# [Problem description]
Copy each of the entries below word for word, leaving none out.

# [Entries shown]
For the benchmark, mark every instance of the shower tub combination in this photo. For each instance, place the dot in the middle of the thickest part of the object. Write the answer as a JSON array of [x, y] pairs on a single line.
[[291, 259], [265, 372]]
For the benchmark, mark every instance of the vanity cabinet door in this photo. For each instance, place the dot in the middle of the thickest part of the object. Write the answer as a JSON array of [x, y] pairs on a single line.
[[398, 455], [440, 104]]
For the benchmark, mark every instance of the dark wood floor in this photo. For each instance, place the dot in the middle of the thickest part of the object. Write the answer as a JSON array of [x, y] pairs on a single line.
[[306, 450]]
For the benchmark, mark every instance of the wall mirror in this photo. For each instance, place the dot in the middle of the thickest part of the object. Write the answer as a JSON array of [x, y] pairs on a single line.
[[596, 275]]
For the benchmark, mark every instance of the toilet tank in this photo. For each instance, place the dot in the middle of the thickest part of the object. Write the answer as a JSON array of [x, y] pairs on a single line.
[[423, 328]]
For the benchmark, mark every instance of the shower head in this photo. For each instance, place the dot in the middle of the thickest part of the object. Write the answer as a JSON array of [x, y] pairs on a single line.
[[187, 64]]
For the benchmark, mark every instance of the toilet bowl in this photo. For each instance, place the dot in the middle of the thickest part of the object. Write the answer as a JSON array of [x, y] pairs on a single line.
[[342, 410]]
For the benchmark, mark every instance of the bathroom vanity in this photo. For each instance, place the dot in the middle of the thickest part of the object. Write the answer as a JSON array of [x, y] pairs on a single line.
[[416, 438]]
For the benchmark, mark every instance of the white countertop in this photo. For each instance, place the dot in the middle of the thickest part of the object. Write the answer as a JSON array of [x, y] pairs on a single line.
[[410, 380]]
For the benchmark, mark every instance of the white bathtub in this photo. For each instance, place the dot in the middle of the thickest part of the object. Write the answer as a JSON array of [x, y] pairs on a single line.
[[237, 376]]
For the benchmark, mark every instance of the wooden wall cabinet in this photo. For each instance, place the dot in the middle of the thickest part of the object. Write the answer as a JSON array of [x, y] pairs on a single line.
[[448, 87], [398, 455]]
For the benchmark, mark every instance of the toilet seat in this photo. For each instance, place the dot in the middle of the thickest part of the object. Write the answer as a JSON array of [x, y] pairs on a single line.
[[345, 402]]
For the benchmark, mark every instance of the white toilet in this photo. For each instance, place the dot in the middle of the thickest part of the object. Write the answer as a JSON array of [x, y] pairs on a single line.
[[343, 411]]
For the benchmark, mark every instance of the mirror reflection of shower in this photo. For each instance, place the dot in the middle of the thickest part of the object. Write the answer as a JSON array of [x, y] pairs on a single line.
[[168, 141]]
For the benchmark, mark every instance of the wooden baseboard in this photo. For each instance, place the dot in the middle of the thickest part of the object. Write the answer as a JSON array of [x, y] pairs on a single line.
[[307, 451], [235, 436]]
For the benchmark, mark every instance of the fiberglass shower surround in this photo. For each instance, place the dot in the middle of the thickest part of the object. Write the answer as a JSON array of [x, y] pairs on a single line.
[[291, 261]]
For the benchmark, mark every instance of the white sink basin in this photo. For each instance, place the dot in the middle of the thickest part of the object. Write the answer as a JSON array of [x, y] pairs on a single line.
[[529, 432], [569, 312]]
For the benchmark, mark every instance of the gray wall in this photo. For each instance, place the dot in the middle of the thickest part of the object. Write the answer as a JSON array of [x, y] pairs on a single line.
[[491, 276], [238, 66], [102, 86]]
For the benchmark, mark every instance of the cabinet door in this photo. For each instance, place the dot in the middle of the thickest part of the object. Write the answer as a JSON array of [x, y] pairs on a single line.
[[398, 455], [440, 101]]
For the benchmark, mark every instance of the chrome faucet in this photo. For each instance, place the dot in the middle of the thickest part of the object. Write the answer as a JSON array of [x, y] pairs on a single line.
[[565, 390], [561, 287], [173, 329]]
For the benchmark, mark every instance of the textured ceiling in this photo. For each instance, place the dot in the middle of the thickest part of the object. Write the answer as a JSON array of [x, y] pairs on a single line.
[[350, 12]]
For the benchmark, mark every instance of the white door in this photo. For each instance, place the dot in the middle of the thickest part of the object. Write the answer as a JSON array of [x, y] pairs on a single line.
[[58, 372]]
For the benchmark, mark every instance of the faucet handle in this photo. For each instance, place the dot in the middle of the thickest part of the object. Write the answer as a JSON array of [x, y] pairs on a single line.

# [Task response]
For the benchmark, mark every instance of the shower tub combination in this photo. For each instance, place the dot in the middle of the thickest part of the object. Write the answer as a JSON array of [x, y] pairs on a single line.
[[291, 259], [265, 372]]
For the benchmark, mark every instance of the vanity cabinet door in this photo. For each instance, place the dot in the middle of the thickest part of the object. Write the answer as a JSON array of [x, y] pairs on a single line.
[[398, 455], [440, 104]]
For the benchmark, mark every instance of the dark wood floor in this photo. For each instance, place the dot in the middle of the thickest part of the object. Write the answer as a JSON array of [x, y] pairs on a single line.
[[306, 450]]
For the benchmark, mark every instance of the wall mirror in this photo. For each instance, place the dot in the middle of the thickest part of the object. Write the answer as a JSON array of [x, y] pairs on a single line.
[[596, 275]]
For the benchmark, mark every instance of the toilet tank in this photo. For each instance, place the dot in the middle of the thickest part of the object. Write the answer as a JSON array of [x, y] pairs on a single line.
[[423, 328]]
For the benchmark, mark every instance of the shower head in this photo. For each instance, place the dot in the middle of the thickest part of the object. Write the answer as a JSON array of [x, y] pairs on a single line.
[[187, 64]]
For the benchmark, mark every instance of the toilet bowl in this photo. For each instance, place the dot in the middle of the thickest part of the object. Write the answer as a JSON array of [x, y] pairs on a single line.
[[342, 410]]
For the benchmark, mark every instance of the bathroom vanity in this photo. For each instance, place the dot in the middle of the thickest part of the object. Write the answer as a JSON array of [x, y] pairs on a single line.
[[416, 438]]
For the benchmark, mark every instance of the white countertop in this photo. For each instance, place the dot in the middle of the thickest part of the object. Write the answer as a JSON array of [x, y] pairs on a single line.
[[410, 380]]
For the benchmark, mark every instance of the white bathtub in this photo. For each instance, place the dot in the middle of the thickest part of the object. Write the answer as a JSON array of [x, y] pairs on a single line.
[[237, 376]]
For the benchmark, mark every instance of the wooden wall cabinet in this photo. For each instance, place the dot in the middle of the thickest part of the object. Write the answer as a JSON array of [x, y] pairs on a single line.
[[448, 87], [398, 455]]
For the benchmark, mark every instance of the toilet seat in this photo. For each instance, place the dot in the middle of the thickest part of the object. Write the answer as a JSON array of [x, y] pairs on a single line.
[[345, 402]]
For the benchmark, mark every instance of the white toilet in this photo. For each instance, place the dot in the middle of the thickest part of the object. Write the answer as a JSON array of [x, y] pairs on a single line.
[[343, 411]]
For the benchmark, mark every instance of the mirror reflection of shower in this photo. For each instance, place the dot in the middle of the thickest part of the object. Write the answer as a JSON array of [x, y] pairs on a single line.
[[168, 141]]
For the benchmark, mark every instance of the wooden baseboard in this photo. For each instance, place the dot in the middle of the thickest part of the object. Write the answer as a JSON array of [x, y] pairs on a single line.
[[307, 451], [235, 436]]
For the benchmark, mark every instance of the fiberglass shower surround in this photo. For each instance, place the dot in the middle of the thickest part of the object. Write the answer as a JSON array of [x, y] pairs on a single line.
[[291, 261]]
For the benchmark, mark every instance of the white sink basin in this photo. For each instance, place the dot in the middle of the thickest part of the object. Write the answer as a JSON array of [x, y] pairs on a single line.
[[529, 432], [569, 312]]
For the benchmark, mark every instance of the gray wall in this photo. For each instance, place the dot in the middle of the thickest part of the object. Write the answer as a JSON array of [x, y] pairs on a single line.
[[491, 276], [238, 66], [102, 86]]
For the benchmark, mark every instance of the cabinet door in this photo. For each instance, place the dot in the middle of the thickest part of the object. Write the answer as a JSON array of [x, y] pairs on a single line.
[[398, 455], [440, 101]]
For the benchmark, mark every instance of the chrome faucet in this photo. For each instance, place the dot in the middle of the thickest part of the object. Write the answer as a JSON array of [x, y] pairs on a single line.
[[565, 390], [561, 287], [173, 329]]
For the benchmark, mark every instance of the textured ceiling in this photo. For each instance, place the dot in the middle of the thickest part of the object. Write the answer as a JSON array of [x, y] pairs on a single line.
[[350, 12]]
For the benchmark, mark every instance of the white door in this photo. For each instance, place the dot in the middle of the thickest part of the object. Write the answer as a JSON array of [x, y] pairs on a single line.
[[58, 372]]
For the benchmark, mark every instance of the faucet handle in this photo. For each instance, place the dot in the middle of the thickest part of the object. Write the answer as a JSON array of [x, y] pairs on a single line.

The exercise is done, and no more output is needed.